■ **TEXT EXCERPT**:
The consuls established their first meeting place close to La Porte de Fer (the Iron Gate) in the 14th century. They relocated to a building on the corner of what is now Rue Perben and Rue Louis Bages in the 16th century. The consuls then decided to establish a purpose-built town hall in the mid-17th century. The site they selected was on the corner of what is now Rue Jean Roger and Rue Louis Bages and they acquired and then demolished several houses on that site to facilitate development. The new building was designed by Jean Cavelier in the Renaissance Revival style, built by Jean Boyer in black basalt and was completed in January 1652.

The design involved an asymmetrical main frontage of four bays facing onto Rue Jean Roger. The first two bays were arcaded so that markets could be held. The third bay featured a rounded headed doorway flanked by pilasters supporting a frieze, which was decorated by three lions' heads, and a pediment, which contained a coat of arms in the tympanum. The right-hand bay contained a smaller doorway with a goods hatch above. The first and second floors were both fenestrated by mullioned and transomed windows and there was a single-stage clock tower above the third bay.

■ **PROBLEM STATEMENT**: Transcribe the passage on the town hall word for word, between "The design involved" and "the third bay.", inclusive.

■ **RECORDED DATA**:
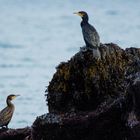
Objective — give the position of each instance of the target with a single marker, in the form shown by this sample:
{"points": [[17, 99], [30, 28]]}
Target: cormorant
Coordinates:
{"points": [[7, 113], [90, 34]]}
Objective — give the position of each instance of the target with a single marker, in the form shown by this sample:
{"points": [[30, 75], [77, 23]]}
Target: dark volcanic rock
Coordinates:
{"points": [[15, 134], [82, 83], [93, 99]]}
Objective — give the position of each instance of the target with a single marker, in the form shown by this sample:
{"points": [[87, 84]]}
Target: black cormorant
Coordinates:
{"points": [[7, 113], [90, 34]]}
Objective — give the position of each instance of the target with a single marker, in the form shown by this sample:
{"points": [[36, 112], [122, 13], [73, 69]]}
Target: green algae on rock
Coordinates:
{"points": [[83, 82]]}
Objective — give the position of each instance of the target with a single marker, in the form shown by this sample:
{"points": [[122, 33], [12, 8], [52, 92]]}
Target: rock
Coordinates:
{"points": [[15, 134], [91, 98]]}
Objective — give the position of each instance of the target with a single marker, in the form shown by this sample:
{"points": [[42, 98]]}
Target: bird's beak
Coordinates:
{"points": [[77, 13], [17, 95]]}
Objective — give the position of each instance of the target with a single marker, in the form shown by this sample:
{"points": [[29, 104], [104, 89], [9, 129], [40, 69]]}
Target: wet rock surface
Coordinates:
{"points": [[93, 99], [15, 134]]}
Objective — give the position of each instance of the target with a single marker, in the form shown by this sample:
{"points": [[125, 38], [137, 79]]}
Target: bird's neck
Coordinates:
{"points": [[84, 21], [9, 103]]}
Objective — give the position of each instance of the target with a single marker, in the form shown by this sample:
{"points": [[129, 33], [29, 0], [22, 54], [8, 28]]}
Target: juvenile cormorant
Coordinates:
{"points": [[7, 113], [90, 34]]}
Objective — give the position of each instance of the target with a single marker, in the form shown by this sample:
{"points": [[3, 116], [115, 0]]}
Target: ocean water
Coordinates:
{"points": [[36, 35]]}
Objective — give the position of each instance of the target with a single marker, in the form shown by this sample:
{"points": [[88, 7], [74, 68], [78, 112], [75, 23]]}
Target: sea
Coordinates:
{"points": [[36, 35]]}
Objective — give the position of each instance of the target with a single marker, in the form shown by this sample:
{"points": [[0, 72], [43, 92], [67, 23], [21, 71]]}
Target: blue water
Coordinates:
{"points": [[36, 35]]}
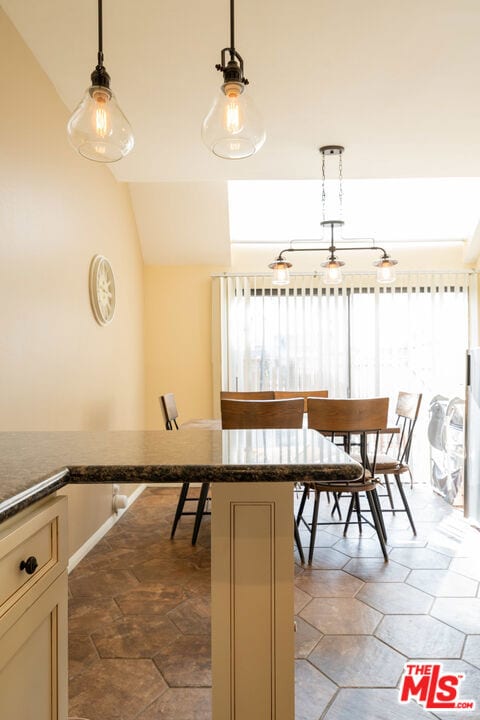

■ **RESULT**:
The design involved an asymmetrical main frontage of four bays facing onto Rue Jean Roger. The first two bays were arcaded so that markets could be held. The third bay featured a rounded headed doorway flanked by pilasters supporting a frieze, which was decorated by three lions' heads, and a pediment, which contained a coat of arms in the tympanum. The right-hand bay contained a smaller doorway with a goods hatch above. The first and second floors were both fenestrated by mullioned and transomed windows and there was a single-stage clock tower above the third bay.